### Given data
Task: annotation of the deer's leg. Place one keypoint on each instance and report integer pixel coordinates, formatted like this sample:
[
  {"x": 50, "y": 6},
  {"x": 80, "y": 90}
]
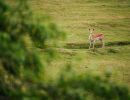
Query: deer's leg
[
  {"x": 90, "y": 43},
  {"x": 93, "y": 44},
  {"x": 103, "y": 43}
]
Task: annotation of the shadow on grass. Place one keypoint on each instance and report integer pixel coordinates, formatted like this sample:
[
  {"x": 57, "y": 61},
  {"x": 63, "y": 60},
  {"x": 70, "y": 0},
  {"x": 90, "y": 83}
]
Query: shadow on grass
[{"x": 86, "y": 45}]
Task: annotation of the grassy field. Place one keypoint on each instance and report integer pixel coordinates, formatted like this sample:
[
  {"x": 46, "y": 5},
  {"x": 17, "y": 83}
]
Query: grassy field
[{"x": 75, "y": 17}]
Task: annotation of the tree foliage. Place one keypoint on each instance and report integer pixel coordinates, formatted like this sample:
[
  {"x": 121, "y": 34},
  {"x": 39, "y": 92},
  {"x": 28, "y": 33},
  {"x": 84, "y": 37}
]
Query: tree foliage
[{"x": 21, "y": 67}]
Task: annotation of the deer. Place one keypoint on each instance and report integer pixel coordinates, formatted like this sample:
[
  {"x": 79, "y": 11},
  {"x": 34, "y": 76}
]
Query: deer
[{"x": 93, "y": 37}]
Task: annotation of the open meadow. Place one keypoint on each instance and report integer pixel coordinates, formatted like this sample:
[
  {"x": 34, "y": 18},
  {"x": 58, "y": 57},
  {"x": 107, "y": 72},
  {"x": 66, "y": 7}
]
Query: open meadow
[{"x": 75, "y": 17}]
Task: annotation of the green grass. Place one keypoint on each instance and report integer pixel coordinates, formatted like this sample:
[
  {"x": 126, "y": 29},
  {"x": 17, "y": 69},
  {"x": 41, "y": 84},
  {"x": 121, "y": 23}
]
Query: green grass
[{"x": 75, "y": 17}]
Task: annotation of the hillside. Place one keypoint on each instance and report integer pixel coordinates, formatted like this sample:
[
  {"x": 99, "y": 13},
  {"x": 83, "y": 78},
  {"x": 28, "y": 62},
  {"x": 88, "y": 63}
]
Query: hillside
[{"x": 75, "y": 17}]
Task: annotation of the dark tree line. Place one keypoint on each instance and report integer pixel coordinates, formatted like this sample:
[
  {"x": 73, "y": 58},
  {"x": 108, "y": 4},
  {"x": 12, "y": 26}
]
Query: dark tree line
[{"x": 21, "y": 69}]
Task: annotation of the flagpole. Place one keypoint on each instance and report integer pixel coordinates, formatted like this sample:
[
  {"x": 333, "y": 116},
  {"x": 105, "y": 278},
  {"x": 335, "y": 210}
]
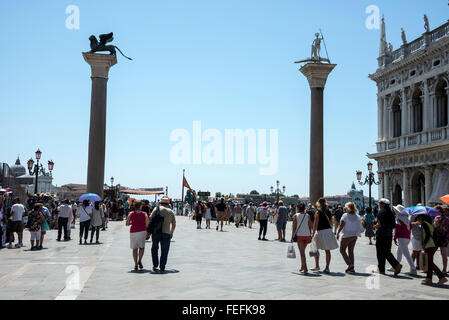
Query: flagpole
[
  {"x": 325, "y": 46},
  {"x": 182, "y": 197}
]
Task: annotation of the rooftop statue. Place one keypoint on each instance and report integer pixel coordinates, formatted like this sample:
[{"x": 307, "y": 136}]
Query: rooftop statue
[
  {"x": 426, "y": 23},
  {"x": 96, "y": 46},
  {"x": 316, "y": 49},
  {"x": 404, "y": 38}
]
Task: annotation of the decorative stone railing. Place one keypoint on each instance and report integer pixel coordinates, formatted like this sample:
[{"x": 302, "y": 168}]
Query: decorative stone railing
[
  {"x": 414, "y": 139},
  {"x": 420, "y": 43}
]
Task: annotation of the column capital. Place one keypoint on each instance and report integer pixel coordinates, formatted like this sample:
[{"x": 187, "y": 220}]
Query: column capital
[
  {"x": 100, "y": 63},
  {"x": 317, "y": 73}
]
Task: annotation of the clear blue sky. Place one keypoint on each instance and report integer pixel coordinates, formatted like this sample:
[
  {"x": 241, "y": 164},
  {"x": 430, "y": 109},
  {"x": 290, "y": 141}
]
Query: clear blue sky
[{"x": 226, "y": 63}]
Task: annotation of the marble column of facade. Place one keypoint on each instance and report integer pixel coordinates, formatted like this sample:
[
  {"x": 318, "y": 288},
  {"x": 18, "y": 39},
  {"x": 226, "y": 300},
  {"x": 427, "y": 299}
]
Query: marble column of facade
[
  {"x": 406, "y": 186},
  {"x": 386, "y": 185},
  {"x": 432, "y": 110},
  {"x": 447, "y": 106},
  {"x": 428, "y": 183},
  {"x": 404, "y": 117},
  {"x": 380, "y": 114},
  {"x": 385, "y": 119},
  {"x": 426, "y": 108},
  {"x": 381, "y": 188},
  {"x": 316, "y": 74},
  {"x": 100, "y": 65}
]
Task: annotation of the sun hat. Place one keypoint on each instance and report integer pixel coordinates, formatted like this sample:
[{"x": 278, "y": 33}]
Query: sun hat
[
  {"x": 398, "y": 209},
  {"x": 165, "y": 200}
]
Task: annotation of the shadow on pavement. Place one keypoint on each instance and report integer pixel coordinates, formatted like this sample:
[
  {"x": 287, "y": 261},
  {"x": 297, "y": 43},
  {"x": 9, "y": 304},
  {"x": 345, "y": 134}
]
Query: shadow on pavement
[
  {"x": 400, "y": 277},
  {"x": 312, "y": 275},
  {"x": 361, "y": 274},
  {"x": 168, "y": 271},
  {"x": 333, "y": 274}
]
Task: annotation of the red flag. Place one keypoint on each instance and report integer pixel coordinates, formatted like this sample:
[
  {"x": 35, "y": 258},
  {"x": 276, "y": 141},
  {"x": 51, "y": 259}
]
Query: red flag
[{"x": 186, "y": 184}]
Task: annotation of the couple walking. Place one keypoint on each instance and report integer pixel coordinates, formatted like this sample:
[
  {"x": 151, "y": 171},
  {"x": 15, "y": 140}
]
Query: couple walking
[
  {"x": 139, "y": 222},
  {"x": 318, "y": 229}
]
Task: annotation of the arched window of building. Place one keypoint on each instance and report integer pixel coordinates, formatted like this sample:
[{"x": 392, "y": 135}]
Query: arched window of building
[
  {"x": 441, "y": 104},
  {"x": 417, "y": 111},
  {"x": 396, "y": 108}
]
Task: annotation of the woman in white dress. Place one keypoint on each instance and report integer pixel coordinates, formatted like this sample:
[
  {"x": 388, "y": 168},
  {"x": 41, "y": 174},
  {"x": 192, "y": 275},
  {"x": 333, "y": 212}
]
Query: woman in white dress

### Instructions for the task
Write out the entries above verbatim; the pictures do not belong in your copy.

### Response
Task: annotation of the deer's leg. Place one keypoint on each instance and report integer pixel coordinates, formatted like this sample:
[
  {"x": 50, "y": 6},
  {"x": 80, "y": 90}
]
Query: deer's leg
[
  {"x": 90, "y": 43},
  {"x": 93, "y": 44},
  {"x": 103, "y": 43}
]
Task: annotation of the shadow on grass. Place one keypoint on each instance and report integer pixel coordinates, formatted like this sample:
[
  {"x": 57, "y": 61},
  {"x": 63, "y": 60},
  {"x": 70, "y": 0},
  {"x": 90, "y": 83}
]
Query: shadow on grass
[{"x": 86, "y": 45}]
Task: annotation of the grassy field. Place one keypoint on each instance and report integer pixel coordinates, formatted like this sample:
[
  {"x": 46, "y": 5},
  {"x": 17, "y": 83}
]
Query: grassy field
[{"x": 75, "y": 17}]
Task: annotation of the tree foliage. Place one keypoint on each instance and report integer pixel coordinates, formatted like this sample:
[
  {"x": 121, "y": 34},
  {"x": 39, "y": 92},
  {"x": 28, "y": 33},
  {"x": 84, "y": 37}
]
Query: tree foliage
[{"x": 21, "y": 67}]
Task: annotation of the deer. Place one keypoint on each instance and report integer pixel coordinates, formatted like this sample:
[
  {"x": 79, "y": 11},
  {"x": 34, "y": 76}
]
Query: deer
[{"x": 93, "y": 37}]
Task: annotation of the open meadow. Place one keypoint on each instance and report integer pixel coordinates, formatted like this sample:
[
  {"x": 34, "y": 18},
  {"x": 58, "y": 57},
  {"x": 107, "y": 72},
  {"x": 66, "y": 7}
]
Query: open meadow
[{"x": 75, "y": 17}]
Task: annotation of the green grass. Place one keypoint on each instance and report integer pixel coordinates, formatted like this sample:
[
  {"x": 126, "y": 29},
  {"x": 17, "y": 69},
  {"x": 41, "y": 84},
  {"x": 121, "y": 23}
]
Query: green grass
[{"x": 75, "y": 17}]
Task: annotation of the hillside. Place one keypoint on each instance and report integer pixel coordinates, formatted like this sample:
[
  {"x": 99, "y": 13},
  {"x": 83, "y": 78},
  {"x": 28, "y": 62},
  {"x": 88, "y": 63}
]
Query: hillside
[{"x": 75, "y": 17}]
Task: annotation of the dark tree line. Place one keypoint on each instance and report integer pixel coordinates, formatted like this sample:
[
  {"x": 73, "y": 58},
  {"x": 108, "y": 4},
  {"x": 12, "y": 26}
]
Query: dark tree line
[{"x": 21, "y": 69}]
Task: annotation of the flagpole. Place one keypoint on each instance and report integer pixel coordinates, formatted like this sample:
[
  {"x": 333, "y": 116},
  {"x": 105, "y": 278},
  {"x": 335, "y": 210}
]
Query: flagpole
[
  {"x": 325, "y": 46},
  {"x": 182, "y": 197}
]
Task: annotation of the rooftop statue. Place one keypoint on each instance and report integer pixel coordinates, formatted like this sample:
[{"x": 307, "y": 136}]
Query: rooftop statue
[
  {"x": 426, "y": 23},
  {"x": 96, "y": 46},
  {"x": 316, "y": 49},
  {"x": 404, "y": 38}
]
Task: annotation of the decorative stone railing. Place one keypoint on each instance and report integer pixel coordinates, formatted like this sample:
[{"x": 302, "y": 168}]
Query: decorative stone railing
[
  {"x": 414, "y": 139},
  {"x": 420, "y": 43}
]
Task: annotation of the column capital. Place one keypoint on each instance and report integer pixel coordinates, formatted like this sample:
[{"x": 187, "y": 220}]
Query: column capital
[
  {"x": 100, "y": 63},
  {"x": 317, "y": 73}
]
Task: annotation of the clear blue sky. Place one keypoint on each instance and report integer pixel coordinates, formatted like this sample:
[
  {"x": 241, "y": 164},
  {"x": 430, "y": 109},
  {"x": 290, "y": 141}
]
Query: clear blue sky
[{"x": 226, "y": 63}]
Task: annotation of the marble column of facade. Place one keypoint on each instance and report integer pixel coordinates, formatted like this sample:
[
  {"x": 318, "y": 288},
  {"x": 18, "y": 39},
  {"x": 226, "y": 300},
  {"x": 427, "y": 299}
]
Query: marble column of facade
[
  {"x": 406, "y": 186},
  {"x": 386, "y": 185},
  {"x": 432, "y": 110},
  {"x": 447, "y": 106},
  {"x": 428, "y": 183},
  {"x": 404, "y": 117},
  {"x": 380, "y": 114},
  {"x": 385, "y": 119},
  {"x": 426, "y": 108},
  {"x": 381, "y": 188},
  {"x": 316, "y": 74},
  {"x": 100, "y": 65}
]
Task: annotation of the sun hat. Place one keypoint on each instance and report integer pixel coordinates, formatted like this sample:
[{"x": 278, "y": 33}]
Query: sun hat
[
  {"x": 398, "y": 209},
  {"x": 165, "y": 200}
]
Task: annotation of the shadow on pavement. Place one keypoint on each instance and report integer pixel coordinates, formatted like this sample:
[
  {"x": 287, "y": 261},
  {"x": 297, "y": 43},
  {"x": 9, "y": 304},
  {"x": 345, "y": 134}
]
Query: shadow on pavement
[
  {"x": 400, "y": 277},
  {"x": 312, "y": 275},
  {"x": 361, "y": 274},
  {"x": 168, "y": 271},
  {"x": 333, "y": 274}
]
Task: annotation of the red flag. Place one keypoint on each instance and report integer pixel coordinates, formatted like this sample:
[
  {"x": 35, "y": 258},
  {"x": 276, "y": 141},
  {"x": 51, "y": 259}
]
Query: red flag
[{"x": 186, "y": 184}]
Task: annotation of the couple walking. Place one keypoint on each instance and report integer pixel coordinates, formatted like this sample:
[
  {"x": 151, "y": 171},
  {"x": 15, "y": 140}
]
Query: couple walking
[
  {"x": 139, "y": 222},
  {"x": 318, "y": 229}
]
Task: annotation of the arched window of building. Place one keypoint on each instance and report integer pixel coordinates, formatted like this sample:
[{"x": 392, "y": 135}]
Query: arched window of building
[
  {"x": 441, "y": 104},
  {"x": 417, "y": 111},
  {"x": 396, "y": 108}
]
Task: annotation of the woman in white dress. Place one keypoint on each instance and report integer pixel coordinates, formatted like this sample:
[
  {"x": 388, "y": 168},
  {"x": 41, "y": 174},
  {"x": 192, "y": 275},
  {"x": 333, "y": 212}
]
Query: woman in white dress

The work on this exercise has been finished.